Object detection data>
────

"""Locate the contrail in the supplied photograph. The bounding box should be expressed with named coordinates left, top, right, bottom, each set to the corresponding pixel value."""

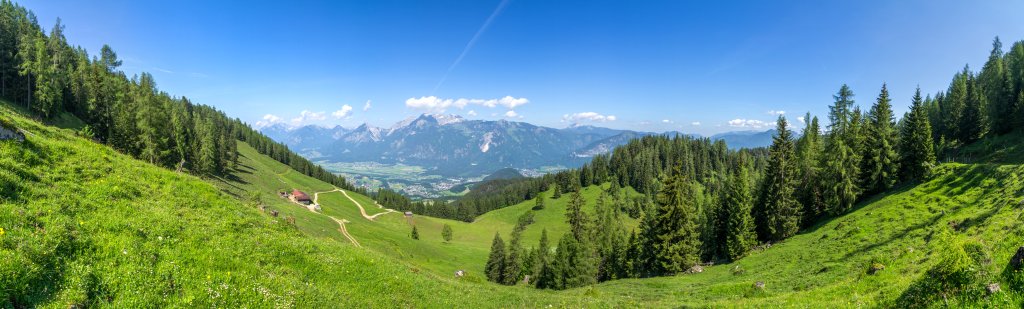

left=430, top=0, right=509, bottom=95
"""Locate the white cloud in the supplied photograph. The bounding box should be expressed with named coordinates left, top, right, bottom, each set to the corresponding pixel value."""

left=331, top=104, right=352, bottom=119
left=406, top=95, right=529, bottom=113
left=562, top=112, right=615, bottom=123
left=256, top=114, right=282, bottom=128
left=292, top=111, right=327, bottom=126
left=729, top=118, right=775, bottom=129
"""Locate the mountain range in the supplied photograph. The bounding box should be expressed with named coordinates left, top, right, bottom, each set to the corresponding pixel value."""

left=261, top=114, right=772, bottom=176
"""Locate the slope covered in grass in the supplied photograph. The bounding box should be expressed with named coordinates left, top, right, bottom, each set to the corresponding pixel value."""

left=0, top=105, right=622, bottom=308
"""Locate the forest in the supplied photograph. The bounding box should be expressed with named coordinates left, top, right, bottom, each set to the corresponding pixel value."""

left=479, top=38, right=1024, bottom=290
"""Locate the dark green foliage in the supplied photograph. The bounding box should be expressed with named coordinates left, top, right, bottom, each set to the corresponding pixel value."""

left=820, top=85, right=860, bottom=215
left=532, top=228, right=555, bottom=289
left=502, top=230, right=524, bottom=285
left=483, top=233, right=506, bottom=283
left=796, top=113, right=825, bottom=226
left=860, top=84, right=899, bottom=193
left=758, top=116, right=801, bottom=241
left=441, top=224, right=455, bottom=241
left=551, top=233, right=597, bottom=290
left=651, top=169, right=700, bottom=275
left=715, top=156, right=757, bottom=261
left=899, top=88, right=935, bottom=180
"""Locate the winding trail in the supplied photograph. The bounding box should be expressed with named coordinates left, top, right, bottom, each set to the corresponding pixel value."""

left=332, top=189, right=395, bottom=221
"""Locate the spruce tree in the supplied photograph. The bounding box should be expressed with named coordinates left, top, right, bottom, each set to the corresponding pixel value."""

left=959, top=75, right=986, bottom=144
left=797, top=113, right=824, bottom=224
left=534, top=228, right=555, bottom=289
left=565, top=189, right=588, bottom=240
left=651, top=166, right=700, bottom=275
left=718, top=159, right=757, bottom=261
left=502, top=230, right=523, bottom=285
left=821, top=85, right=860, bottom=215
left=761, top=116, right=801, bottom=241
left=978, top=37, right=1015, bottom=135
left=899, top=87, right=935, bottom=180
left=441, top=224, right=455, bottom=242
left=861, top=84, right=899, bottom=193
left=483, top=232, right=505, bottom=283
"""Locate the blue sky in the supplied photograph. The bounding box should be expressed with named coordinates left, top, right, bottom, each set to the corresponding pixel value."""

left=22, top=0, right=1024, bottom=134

────

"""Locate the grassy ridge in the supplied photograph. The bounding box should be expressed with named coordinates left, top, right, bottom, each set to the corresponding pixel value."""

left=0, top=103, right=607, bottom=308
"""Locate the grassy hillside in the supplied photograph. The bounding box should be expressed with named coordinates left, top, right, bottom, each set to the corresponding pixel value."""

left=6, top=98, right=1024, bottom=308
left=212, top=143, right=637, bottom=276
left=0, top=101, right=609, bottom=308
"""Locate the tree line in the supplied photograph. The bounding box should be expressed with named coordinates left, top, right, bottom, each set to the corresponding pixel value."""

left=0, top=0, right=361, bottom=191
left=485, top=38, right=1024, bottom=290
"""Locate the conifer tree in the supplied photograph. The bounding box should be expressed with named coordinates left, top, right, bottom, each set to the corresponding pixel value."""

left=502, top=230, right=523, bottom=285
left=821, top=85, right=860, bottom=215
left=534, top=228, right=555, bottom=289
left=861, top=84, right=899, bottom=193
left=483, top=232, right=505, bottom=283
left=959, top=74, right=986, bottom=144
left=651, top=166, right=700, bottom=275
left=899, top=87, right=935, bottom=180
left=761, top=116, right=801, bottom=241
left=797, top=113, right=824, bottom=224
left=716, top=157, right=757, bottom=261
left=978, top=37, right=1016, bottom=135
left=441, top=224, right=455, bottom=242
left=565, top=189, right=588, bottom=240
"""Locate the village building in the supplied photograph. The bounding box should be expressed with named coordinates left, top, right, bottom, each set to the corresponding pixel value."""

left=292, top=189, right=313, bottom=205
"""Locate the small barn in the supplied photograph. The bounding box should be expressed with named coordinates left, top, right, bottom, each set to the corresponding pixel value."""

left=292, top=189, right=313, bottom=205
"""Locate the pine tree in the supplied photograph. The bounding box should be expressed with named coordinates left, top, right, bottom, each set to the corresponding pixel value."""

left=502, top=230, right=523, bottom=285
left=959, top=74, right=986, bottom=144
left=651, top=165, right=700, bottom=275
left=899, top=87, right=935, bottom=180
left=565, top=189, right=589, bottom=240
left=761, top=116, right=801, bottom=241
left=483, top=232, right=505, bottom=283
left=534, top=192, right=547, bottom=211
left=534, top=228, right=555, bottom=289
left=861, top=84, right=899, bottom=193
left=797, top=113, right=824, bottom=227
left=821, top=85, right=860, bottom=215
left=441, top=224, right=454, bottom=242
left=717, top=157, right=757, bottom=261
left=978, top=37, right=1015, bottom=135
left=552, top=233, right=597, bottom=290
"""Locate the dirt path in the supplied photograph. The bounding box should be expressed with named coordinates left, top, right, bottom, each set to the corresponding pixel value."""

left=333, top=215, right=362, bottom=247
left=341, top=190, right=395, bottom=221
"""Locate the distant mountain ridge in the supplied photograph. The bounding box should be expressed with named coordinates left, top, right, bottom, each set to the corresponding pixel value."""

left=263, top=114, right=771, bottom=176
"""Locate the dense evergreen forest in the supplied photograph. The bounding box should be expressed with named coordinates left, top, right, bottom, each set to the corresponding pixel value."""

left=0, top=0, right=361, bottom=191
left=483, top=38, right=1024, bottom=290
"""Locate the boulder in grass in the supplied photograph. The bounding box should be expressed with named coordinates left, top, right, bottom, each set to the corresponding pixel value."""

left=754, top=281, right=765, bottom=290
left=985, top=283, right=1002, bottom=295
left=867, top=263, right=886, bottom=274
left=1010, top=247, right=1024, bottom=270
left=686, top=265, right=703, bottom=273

────

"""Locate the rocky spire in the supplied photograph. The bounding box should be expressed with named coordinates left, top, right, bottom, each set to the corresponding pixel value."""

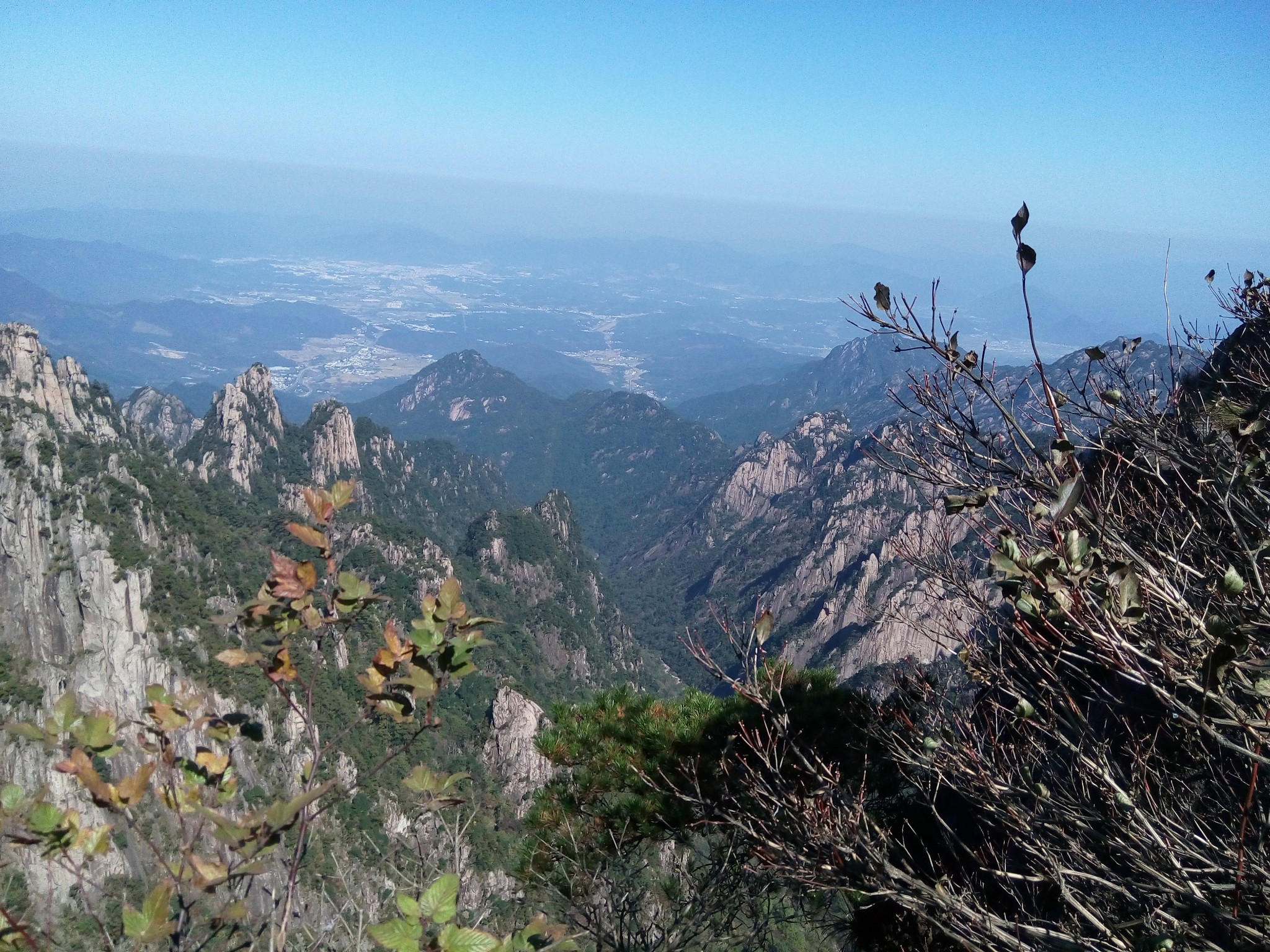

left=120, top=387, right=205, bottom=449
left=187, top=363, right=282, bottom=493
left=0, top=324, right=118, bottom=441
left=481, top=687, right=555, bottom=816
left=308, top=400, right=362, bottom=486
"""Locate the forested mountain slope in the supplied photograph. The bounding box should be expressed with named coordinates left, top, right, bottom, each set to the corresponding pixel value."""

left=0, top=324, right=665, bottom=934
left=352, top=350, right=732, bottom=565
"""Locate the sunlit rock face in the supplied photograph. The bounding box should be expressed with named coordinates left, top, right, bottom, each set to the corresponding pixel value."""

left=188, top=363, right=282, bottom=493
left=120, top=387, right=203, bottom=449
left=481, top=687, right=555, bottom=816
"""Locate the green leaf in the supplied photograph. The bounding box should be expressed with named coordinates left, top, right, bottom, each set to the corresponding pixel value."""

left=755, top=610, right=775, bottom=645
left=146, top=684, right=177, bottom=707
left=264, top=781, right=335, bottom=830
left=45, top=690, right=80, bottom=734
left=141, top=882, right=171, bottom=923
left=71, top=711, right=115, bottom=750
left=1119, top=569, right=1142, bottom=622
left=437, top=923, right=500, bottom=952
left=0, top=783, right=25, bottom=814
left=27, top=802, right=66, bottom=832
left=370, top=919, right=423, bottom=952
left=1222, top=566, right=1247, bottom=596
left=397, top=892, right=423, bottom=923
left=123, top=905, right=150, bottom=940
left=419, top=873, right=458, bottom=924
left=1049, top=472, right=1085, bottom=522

────

Problem details>
Reproduce every line from the one containing "the contrail in" down to the one containing "left=479, top=38, right=1024, bottom=290", with the request text unchanged, and scale each bounding-box coordinate by 2.3, rounding to whole numbers with halves rounded up. Leave the pictures out.

Solution to the exercise>
"""Locate the contrail in the supplied photograph. The bounding box should be expressed with named coordinates left, top, right, bottom, each set to the corresponding pixel value."""


left=989, top=0, right=1171, bottom=219
"""Locate the white cloud in the supplied photograph. The bounding box should be expressed with named coordinates left, top, right, bottom, each set to the corresponding pixel value."""

left=761, top=239, right=810, bottom=274
left=934, top=219, right=1217, bottom=260
left=1293, top=258, right=1415, bottom=283
left=589, top=262, right=649, bottom=294
left=672, top=255, right=752, bottom=290
left=1677, top=271, right=1783, bottom=297
"""Locate the mountain range in the supplied photograph. The bounding box should be expressed with named coordinates left, top, right, bottom, each set to the corresponding pixel value."""

left=600, top=262, right=1776, bottom=405
"""Locate the slope covered in grass in the supplied photograph. The bounding box should be expressed with named coordinates left, top, right, bottom, each set to the corresponding pixel value."""

left=0, top=242, right=1431, bottom=708
"""Locate the forest in the supplied photograph. The bounding box should be expressed with named coordinates left, top, right, bottom, each set to the corresponding pixel value."""

left=1102, top=87, right=2355, bottom=667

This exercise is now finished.